§ Text

Case of neglected Lab 'Maya' delayed again so former dog owner can gather 'more documentation'
Becky L. Frens, who is accused of failing to provide for the basic needs of a 3-year-old Lab mix breed that used to be her pet, was in Batavia Town Court this afternoon.
The matter was again postponed, this time until 10:30 a.m. on Monday, Dec. 17.
Samuel Alba, an associate attorney with the law firm of Friedman & Ranzenhofer, told Judge Michael Cleveland that plea negotiations with the District Attorney's Office were ongoing and additional time was needed to submit "more documentation."
First Assistant District Attorney Melissa Cianfrini said copies of any new documents need to be forwarded to the D.A.'s office. She said she did not have a problem with postponement; but come Dec. 17 the people will demand the case to be adjudicated or a trial date set.
That's exactly what Judge Cleveland had said the last time the case was on the docket, on Sept. 24, when neither Frens nor attorney Michael Ranzenhofer showed up like they were supposed to and without communicating anything to the court.
The matter was also delayed once during the summer, on July 30, after Ranzenhofer cited unspecified "complications."
Frens, who lives on Pearl Street Road in the Town of Batavia, is in her mid-50s and was accompanied to court today by a male, possibly her husband.
She stood quietly next to attorney Alba at the bench, looking different from both her previous court appearance and from her arrest mug shot (inset photo). Today, she had long straight blond locks, and wore a maxi skirt with swirls of teal, black and white, and a purple hooded jacket.
She was arrested July 10 by Troopers out of SP Batavia and charged with overdriving, torturing and injuring an animal; failure to provide proper sustenance.

Referring-expression pointing data

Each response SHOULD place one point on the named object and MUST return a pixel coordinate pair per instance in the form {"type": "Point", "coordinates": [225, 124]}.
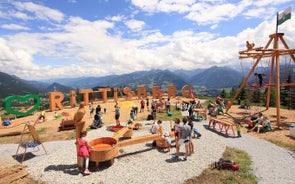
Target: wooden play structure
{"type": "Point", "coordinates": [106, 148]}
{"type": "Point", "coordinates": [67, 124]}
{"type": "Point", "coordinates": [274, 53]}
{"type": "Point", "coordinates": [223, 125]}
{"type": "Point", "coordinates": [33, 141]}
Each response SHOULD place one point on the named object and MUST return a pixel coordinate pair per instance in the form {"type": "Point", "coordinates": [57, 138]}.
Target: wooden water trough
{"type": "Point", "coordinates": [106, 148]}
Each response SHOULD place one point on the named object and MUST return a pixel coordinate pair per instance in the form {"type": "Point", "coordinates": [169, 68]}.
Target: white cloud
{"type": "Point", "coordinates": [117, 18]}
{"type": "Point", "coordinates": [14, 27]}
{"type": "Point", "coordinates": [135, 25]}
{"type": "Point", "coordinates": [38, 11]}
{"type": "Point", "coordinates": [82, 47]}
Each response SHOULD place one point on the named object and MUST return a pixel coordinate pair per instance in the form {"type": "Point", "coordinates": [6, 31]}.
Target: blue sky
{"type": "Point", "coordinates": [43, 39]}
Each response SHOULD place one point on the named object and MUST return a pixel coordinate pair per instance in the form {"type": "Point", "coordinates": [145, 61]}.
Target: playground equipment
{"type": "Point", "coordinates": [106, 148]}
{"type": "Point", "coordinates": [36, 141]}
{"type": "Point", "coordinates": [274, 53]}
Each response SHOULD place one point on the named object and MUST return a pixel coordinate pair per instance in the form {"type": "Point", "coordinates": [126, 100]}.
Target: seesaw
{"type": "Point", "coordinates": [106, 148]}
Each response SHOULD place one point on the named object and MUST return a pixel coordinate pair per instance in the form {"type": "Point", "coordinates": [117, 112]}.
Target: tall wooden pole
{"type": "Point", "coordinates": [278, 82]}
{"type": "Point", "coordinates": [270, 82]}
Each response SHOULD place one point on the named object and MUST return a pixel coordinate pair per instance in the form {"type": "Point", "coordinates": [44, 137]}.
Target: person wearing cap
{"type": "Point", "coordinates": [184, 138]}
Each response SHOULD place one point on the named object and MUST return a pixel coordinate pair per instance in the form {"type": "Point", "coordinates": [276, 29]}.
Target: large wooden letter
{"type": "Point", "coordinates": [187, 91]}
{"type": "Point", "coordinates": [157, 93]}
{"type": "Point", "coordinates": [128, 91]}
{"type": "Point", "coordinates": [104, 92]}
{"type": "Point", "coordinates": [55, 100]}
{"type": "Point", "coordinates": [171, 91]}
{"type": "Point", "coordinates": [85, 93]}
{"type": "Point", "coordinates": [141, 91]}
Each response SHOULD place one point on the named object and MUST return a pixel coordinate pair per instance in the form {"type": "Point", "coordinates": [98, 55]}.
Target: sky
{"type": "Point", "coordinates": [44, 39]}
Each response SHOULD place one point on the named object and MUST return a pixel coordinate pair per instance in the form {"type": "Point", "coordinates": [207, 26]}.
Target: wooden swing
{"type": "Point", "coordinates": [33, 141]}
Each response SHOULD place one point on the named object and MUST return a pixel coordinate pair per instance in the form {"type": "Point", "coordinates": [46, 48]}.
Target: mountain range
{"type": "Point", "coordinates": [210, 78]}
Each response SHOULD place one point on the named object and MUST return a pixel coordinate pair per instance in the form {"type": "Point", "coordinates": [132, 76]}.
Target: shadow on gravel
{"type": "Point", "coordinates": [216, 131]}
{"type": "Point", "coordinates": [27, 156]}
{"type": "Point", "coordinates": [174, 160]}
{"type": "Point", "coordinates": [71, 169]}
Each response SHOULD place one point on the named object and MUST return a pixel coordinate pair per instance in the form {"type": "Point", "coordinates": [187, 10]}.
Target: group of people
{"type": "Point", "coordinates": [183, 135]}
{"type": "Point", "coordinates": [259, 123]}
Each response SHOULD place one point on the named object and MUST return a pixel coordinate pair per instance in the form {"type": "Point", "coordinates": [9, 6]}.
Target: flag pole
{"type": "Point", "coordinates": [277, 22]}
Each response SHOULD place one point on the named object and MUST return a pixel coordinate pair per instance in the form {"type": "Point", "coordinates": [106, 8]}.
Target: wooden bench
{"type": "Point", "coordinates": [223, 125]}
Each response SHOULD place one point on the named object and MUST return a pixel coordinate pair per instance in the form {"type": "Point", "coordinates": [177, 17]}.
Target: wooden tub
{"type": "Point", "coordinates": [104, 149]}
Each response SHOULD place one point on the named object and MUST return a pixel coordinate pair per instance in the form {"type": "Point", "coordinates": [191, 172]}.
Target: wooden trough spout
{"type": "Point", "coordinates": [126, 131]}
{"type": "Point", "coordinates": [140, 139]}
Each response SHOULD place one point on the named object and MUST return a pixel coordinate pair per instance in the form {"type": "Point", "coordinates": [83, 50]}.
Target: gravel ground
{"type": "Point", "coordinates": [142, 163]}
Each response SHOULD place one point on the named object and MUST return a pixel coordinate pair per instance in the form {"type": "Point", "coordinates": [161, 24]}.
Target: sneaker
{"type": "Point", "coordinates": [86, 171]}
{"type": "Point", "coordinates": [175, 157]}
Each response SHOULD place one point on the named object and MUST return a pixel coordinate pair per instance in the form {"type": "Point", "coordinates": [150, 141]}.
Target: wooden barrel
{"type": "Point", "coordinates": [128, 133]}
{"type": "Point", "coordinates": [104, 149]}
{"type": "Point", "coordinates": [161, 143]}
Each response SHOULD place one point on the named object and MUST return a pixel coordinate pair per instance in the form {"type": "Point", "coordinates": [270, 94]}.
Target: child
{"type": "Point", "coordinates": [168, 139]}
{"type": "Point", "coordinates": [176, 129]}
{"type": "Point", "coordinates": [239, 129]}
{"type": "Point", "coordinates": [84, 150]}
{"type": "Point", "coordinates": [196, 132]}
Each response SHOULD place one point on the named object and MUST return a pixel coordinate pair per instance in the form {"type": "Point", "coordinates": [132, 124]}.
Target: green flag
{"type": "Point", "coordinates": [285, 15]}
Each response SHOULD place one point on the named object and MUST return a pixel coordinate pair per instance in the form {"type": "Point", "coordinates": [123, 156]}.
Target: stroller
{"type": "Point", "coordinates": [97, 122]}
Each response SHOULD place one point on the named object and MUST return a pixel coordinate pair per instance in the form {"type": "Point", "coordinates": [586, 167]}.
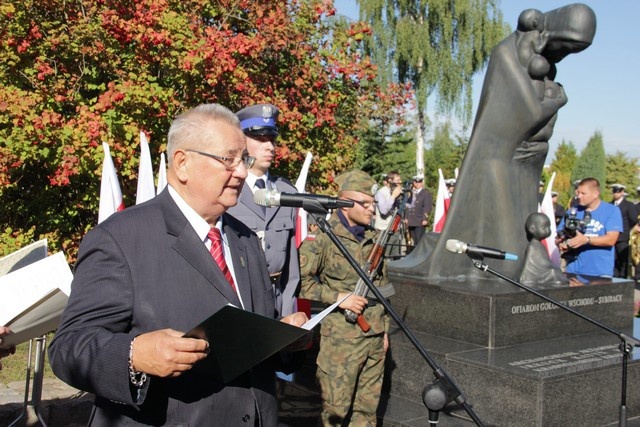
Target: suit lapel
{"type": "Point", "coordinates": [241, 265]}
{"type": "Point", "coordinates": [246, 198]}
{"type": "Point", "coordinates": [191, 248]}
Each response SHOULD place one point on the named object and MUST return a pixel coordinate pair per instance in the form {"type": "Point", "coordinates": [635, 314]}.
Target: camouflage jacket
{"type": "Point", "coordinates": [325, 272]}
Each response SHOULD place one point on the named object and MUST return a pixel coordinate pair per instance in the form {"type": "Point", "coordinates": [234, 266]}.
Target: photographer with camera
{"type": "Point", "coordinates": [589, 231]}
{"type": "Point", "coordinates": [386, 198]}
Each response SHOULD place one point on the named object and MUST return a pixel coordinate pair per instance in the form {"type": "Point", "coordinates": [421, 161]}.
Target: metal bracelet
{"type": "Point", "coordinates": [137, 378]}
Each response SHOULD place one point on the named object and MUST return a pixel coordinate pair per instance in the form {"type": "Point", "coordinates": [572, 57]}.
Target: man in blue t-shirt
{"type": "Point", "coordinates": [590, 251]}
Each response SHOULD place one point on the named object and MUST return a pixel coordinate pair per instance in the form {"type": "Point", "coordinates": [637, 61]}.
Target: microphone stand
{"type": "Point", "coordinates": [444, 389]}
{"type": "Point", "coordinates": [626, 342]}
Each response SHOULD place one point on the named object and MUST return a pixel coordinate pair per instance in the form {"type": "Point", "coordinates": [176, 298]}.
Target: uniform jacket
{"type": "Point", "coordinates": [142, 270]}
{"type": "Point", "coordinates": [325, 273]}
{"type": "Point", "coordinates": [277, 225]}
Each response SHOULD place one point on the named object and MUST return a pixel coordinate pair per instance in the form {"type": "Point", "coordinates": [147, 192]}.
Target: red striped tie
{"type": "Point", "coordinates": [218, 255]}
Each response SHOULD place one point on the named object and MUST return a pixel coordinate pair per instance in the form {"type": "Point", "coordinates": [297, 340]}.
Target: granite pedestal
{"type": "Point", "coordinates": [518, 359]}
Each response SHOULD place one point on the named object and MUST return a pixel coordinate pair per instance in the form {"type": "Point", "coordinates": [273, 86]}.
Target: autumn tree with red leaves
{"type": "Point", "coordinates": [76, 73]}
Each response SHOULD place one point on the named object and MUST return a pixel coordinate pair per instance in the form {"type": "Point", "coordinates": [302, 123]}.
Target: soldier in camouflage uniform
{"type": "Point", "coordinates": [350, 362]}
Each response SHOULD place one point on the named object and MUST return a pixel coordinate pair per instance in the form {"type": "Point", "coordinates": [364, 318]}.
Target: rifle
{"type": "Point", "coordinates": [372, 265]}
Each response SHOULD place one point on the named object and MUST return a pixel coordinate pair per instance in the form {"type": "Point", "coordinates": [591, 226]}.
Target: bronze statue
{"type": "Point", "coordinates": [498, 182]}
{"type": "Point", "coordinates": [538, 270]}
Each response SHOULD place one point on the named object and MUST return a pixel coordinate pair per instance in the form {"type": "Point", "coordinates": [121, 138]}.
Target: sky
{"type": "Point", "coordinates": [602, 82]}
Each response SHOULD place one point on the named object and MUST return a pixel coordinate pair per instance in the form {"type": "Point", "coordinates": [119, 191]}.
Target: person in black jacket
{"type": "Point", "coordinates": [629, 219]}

* * *

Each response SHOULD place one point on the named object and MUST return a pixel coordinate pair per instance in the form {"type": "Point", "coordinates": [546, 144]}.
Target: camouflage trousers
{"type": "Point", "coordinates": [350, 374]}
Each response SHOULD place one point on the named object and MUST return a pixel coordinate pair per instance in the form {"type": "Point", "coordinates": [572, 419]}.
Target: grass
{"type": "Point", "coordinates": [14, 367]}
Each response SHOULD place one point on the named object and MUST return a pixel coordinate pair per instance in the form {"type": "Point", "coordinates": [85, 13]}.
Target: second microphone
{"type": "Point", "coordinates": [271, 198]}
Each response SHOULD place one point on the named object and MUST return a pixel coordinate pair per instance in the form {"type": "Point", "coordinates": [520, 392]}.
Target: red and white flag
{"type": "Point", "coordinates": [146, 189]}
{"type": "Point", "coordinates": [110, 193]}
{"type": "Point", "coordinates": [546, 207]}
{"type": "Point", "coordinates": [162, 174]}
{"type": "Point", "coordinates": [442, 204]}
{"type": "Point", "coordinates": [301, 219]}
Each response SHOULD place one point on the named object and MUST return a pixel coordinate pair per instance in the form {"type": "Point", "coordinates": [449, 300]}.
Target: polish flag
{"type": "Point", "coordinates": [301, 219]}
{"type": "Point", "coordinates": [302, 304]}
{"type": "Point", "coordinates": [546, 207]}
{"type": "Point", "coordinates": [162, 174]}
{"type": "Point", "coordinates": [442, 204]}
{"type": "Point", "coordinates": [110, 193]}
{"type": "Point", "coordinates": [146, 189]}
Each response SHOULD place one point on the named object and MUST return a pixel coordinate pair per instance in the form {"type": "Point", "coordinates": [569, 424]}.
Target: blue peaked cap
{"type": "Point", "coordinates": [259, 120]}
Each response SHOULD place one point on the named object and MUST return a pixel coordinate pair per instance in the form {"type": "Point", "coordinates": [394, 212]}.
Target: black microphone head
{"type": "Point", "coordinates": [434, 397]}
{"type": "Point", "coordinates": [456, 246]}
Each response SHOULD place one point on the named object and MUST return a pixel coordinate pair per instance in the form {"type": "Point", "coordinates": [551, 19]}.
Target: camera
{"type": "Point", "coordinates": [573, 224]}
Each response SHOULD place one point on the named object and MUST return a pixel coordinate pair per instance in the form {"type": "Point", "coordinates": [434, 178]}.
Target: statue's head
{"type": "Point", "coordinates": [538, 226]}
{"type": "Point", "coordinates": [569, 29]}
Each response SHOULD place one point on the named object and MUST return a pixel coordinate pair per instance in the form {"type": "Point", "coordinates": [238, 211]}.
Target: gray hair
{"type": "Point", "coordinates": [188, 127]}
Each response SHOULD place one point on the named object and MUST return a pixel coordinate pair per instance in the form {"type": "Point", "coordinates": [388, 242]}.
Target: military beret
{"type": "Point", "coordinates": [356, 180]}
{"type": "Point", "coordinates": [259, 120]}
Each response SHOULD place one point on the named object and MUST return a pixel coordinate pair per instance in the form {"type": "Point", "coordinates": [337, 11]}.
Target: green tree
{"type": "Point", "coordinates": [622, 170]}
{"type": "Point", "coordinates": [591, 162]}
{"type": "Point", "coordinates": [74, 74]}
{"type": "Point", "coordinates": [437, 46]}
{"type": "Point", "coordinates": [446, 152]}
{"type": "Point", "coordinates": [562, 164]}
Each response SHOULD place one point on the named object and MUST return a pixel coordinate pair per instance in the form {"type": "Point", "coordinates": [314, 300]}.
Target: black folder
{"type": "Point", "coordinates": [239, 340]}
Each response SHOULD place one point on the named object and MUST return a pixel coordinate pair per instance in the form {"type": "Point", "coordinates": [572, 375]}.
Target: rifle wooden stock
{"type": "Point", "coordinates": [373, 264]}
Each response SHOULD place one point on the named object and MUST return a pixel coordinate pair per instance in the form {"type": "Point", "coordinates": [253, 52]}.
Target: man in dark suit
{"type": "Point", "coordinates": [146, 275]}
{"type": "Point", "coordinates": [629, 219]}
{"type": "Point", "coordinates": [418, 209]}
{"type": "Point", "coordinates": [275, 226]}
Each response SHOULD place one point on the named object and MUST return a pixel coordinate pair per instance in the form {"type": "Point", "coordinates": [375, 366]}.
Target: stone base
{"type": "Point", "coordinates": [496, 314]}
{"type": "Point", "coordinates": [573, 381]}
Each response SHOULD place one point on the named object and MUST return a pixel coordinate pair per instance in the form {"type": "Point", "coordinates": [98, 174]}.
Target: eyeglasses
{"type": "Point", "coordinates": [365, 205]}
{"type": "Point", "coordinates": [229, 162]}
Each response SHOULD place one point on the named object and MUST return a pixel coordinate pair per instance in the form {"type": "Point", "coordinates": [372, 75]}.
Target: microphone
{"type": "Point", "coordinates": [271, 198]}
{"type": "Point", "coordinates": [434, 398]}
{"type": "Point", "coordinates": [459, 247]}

---

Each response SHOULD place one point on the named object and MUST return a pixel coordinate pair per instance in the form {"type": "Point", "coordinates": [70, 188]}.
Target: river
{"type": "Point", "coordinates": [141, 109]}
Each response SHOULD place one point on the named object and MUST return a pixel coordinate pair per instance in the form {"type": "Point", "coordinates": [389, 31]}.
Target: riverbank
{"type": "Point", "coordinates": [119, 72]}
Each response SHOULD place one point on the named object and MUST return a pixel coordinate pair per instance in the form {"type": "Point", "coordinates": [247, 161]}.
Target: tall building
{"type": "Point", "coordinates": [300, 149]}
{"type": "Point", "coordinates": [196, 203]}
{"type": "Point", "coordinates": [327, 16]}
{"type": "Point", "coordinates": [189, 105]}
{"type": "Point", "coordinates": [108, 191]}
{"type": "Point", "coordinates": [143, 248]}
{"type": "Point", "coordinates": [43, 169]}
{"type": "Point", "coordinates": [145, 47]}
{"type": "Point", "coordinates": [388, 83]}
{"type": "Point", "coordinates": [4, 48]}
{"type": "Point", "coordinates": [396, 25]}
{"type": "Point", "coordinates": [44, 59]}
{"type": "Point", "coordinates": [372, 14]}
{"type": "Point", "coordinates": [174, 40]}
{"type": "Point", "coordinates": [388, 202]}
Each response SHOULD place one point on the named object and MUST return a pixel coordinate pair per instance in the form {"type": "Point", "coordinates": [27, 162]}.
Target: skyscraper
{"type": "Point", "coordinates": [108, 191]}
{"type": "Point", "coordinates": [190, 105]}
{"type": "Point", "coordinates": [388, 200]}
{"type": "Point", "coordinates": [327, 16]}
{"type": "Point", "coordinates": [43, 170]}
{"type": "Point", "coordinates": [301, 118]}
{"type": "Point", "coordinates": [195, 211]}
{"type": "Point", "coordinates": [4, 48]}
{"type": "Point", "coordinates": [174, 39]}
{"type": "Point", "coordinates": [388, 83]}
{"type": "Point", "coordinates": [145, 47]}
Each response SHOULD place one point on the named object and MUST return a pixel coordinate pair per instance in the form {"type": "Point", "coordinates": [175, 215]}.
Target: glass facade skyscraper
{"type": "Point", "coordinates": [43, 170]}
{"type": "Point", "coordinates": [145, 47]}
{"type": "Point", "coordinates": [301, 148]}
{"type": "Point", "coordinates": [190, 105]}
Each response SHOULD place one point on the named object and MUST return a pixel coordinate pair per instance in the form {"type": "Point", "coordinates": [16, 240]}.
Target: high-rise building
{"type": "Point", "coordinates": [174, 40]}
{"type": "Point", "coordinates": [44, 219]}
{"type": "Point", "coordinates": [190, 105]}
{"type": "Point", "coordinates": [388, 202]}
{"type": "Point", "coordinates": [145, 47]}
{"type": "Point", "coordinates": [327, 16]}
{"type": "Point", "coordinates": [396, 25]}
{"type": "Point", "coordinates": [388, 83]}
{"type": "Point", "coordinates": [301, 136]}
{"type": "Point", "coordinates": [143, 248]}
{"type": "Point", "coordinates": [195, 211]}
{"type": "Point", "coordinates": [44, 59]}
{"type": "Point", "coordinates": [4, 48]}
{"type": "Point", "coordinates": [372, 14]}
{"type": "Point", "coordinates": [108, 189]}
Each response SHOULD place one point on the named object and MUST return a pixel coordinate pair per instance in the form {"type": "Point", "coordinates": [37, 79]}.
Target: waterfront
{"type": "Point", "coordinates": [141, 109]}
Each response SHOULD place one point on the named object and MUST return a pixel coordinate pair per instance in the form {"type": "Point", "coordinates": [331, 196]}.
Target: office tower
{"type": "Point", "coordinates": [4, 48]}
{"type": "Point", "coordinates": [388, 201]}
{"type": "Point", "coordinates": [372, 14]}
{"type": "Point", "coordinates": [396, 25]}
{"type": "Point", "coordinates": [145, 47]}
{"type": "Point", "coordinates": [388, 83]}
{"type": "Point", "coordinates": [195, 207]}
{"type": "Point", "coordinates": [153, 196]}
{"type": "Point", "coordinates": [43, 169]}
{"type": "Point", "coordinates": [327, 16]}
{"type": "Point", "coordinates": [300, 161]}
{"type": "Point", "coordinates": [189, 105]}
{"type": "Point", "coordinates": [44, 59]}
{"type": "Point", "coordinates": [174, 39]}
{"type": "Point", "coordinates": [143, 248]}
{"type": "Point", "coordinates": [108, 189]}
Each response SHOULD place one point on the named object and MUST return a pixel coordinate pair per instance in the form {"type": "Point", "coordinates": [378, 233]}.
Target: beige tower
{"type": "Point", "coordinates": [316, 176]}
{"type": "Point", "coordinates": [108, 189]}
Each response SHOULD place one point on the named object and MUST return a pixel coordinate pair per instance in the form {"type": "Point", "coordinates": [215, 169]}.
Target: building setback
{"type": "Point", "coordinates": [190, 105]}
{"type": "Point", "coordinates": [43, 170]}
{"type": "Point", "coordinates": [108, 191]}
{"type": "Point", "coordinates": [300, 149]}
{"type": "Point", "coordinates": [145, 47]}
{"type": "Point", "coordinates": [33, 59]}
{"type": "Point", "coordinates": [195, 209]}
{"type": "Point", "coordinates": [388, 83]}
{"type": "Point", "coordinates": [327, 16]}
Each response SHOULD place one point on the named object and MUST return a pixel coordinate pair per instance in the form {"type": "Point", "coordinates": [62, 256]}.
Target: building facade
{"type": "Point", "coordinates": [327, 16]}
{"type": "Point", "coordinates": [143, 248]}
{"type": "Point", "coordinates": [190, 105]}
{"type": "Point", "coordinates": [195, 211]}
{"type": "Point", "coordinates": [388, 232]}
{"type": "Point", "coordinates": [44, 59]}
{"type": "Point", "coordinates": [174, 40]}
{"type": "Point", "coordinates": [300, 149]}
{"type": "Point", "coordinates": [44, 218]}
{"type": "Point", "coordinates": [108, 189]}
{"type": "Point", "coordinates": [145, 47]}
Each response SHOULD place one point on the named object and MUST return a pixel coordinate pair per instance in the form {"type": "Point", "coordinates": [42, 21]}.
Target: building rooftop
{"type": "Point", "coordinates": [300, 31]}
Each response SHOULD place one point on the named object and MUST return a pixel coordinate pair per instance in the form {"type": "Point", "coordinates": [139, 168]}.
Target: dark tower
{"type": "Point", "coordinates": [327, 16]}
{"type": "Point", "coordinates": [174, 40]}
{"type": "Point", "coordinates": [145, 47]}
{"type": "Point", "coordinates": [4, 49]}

§ Task 1
From the article about the neglected Lab named Maya, return the stretch from "First Assistant District" through "trial date set." word for word.
§ Task 2
In the article about the neglected Lab named Maya, to what date and time was the matter postponed this time?
§ Task 3
Continue the article about the neglected Lab named Maya from the point where it stops.

§ Answer area 1
First Assistant District Attorney Melissa Cianfrini said copies of any new documents need to be forwarded to the D.A.'s office. She said she did not have a problem with postponement; but come Dec. 17 the people will demand the case to be adjudicated or a trial date set.

§ Answer area 2
10:30 a.m. on Monday, Dec. 17.

§ Answer area 3
Troopers were dispatched to the Genesee County Animal Shelter at the request of animal control officers after Frens arrived at the facility to claim her dog that had been found by her neighbor the day before.
"Maya" was in very poor health with multiple issues caused by neglect, according to Volunteers for Animals. The dog was diagnosed with multiple skin infections, mange, double ear infections that left her only able to hear a dog whistle, and her uncut nails were so long she could barely move.
Under the state Agriculture & Markets law, Article 26, Section 353, this is a Class A misdemeanor. If found guilty, a defendant faces jail time of more than 15 days but not greater than one year. In addition, a fine of up to $1,000 can be imposed.
A man who keeps the books for Volunteers for Animals said outside court this afternoon that he guessed Maya's vet bills were between $300 and $500.
The dog's mange has cleared up; knots of scar tissue on her back and shoulders were surgically removed; her muscles are stronger and she's gained weight; she's been spayed. And she's been adopted into a home that cares.